The central sector scheme to promote 10,000 new farmer-producer organisations (FPO) in five years was introduced in February 2020 in the wake of the farm sector reforms. The community enterprises were supposed to offer farmers extra value through the aggregation of both the farm input and output. Three years later, the FPO scheme is on but the roll-back of the reforms has impacted the market access potential of producer organisations.
The politically influential, who control rural trade logistics – from mandi to storage or transport – are demanding their pound of flesh. In the changed circumstances, the government should consider ensuring cheap credit, reduced compliance cost and disruptive low-cost interventions in agri logistics as the only options to improve upon the viability and scalability of FPOs.
Piqued Farmers’ Interest
The central sector scheme came along with provisioning for capital grants (matching equity grant up to Rs 15 lakh, 80-100 percent grant for processing units and others) and a Rs 1,000 crore credit guarantee fund operated by the National Bank for Agriculture and Rural Development (NABARD) to meet working capital needs. The initiative created huge interest in rural India. Between 2020 and March 2022, the country added2,100 new FPOs to take the tally to 7,059. There is no national data on the latest number of producer organisations.
According to a 2018 MicroSave study, 84 percent of FPOs are farmer-producer companies (FPC). To keep big capital out, the individual shareholding in FPCs is capped at five percent and, directors are elected by members. Considering 86 percent of Indian farmers are small and marginal, having less than two hectares each, aggregation holds the key to better margins. But the theoretical advantage faces many practical hurdles.
In The Grip Of a Few
Firstly, it is a tall task for a farmer to have entrepreneurial zeal and skill. Most FPOs, therefore, are run or controlled by an energetic few, a maximum of three-four people. Even lenders (rightly) pay weightage to leadership quality. On the flip side, the socialistic framework didn’t leave much scope to reward them beyond the scope of compensating for travel expenses etc. It is, therefore, expected that they are managing (rightful) rewards through other means.
The legal framework for FPOs is extremely binding, so much so that it defined the salaries of accountants. However, the authorities were unmindful of the indirect compliance cost that they are imposing on a business-illiterate community. During a recent study in Uttar Pradesh, this author noticed a serious knowledge gap among FPO directors. And when it comes to accounts, they almost blindly depend on auditors, some of whom handle hundreds of FPO accounts each. This hurts producer organisations in many ways. First, the auditor charges a hefty fee. In UP, auditing fees at about Rs 40,000 account for roughly three percent of an average FPO’s turnover of Rs 14.5 lakh.
Low Creditworthiness
Secondly, to cover weaknesses in bookkeeping, FPOs give preference to cash. The auditor pulls out a balance sheet that passes mandatory legal scrutiny. But, lack of money trail makes lenders suspicious. And so, the creditworthiness of FPOs suffers.
While banks are yet to show a willingness to lend in this space, poor credit rating deprives FPOs of the benefit of cheap working capital finance (at roughly 10 percent interest) from Nabkisan, a NABARD subsidiary. The gap is filled by non-banking finance companies – like Samunnati, Ananya – that are doing a great job by extending loans to the less-bankable majority. But they are charging a 50 percent premium (15 percent interest) over Nabkisan.

▸ Required task A
Condense the paragraph of the farmer-producer organisations article that begins "The legal framework for FPOs" into a short bulleted list that keeps its main facts.
▸ Required task B
Pick up the article on farmer-producer organisations after its final sentence and continue writing it.

▸ Material

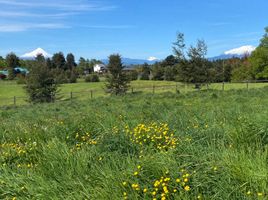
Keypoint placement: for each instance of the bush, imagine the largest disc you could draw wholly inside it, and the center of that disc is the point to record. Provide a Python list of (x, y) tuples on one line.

▸ Expected answer A
- The legal framework for FPOs is extremely binding and even sets the salaries of accountants.
- Authorities overlooked the indirect compliance cost this places on a business-illiterate community.
- A recent study in Uttar Pradesh by the author found a serious knowledge gap among FPO directors.
- For accounts, directors depend almost blindly on auditors, some of whom handle hundreds of FPO accounts each.
- This hurts producer organisations in several ways, the first being hefty fees: in UP, auditing costs about Rs 40,000, roughly three percent of an average FPO's turnover of Rs 14.5 lakh.

▸ Expected answer B
That’s not all. Corporate buyers like ITC, FarMart, etc give better rates. However, with Agriculture Produce Marketing (Regulation) Act (APMC) in place, FPOs pay 1.5 percent mandi tax on such deals. The APMC license is available at a bribe of Rs 20,000 (1.3 percent of average turnover). Organised buyers pay up to two percent commission to help FPOs recover the tax and transport costs. Farmers lose the potential to extract better value.
Unviable Proposition
To sum up, a nascent FPO is paying 3-4 percent of its turnover for various compliance and 15 percent and above as interest for working capital. Moreover, it must scale up rapidly to enjoy the full benefits of the central scheme. Is it possible to generate a margin that can justify such costs and ensure growth as well? Not from the aggregation business, which is the mainstay, though processing facilities can do. But very few FPO have such facilities. Ground experience shows that many processing facilities are suffering from low utilisation either due to a lack of planning or inadequate access to working capital.
There is no national data on the financial health of FPOs. A Grameen Foundation report on 40 organisations in UP shows that the majority reported less than one percent profit on turnover. Many earned barely a few thousand rupees. Another agency working in multiple states confirms the trend.
More Intervention Needed
In many ways than one, farmers became a prisoner of the prevailing ecosystem and their lack of knowledge. They need a supportive ecosystem and handholding to overcome their weaknesses. The Centre for Digital Financial Inclusion (CDFI) conducted a financial inclusion project with 20 FPOs each in UP and Tamil Nadu. Sponsored by the Ministry of Electronics and Information Technology (MeitY), the CDFI project achieved 36 percent cashless transactions in input trade in UP FPOs and 49 percent in Tamil Nadu. It is time to extend the coverage of such projects to help FPOs improve their credit rating. It is also important to enhance the supply of cheap credit. Right now, Nabkisan has 50 plus accounts in UP as against 150 plus of Samunnati. This should change.
The biggest intervention is required in agri-logistics. Leave alone transport logistics, there is barely any affordable insurance for the transport of agri-produce. Aggregation of horticulture requires storage. Laws and lobbies prevent FPOs from storing food grains for better pricing opportunities or to get a better deal from the transporter. Big projects will not serve the purpose. Low-cost micro-solutions and legal flexibility can break the stronghold of lobbies. If farm laws cannot be reformed, FPOs should be given a level playing field.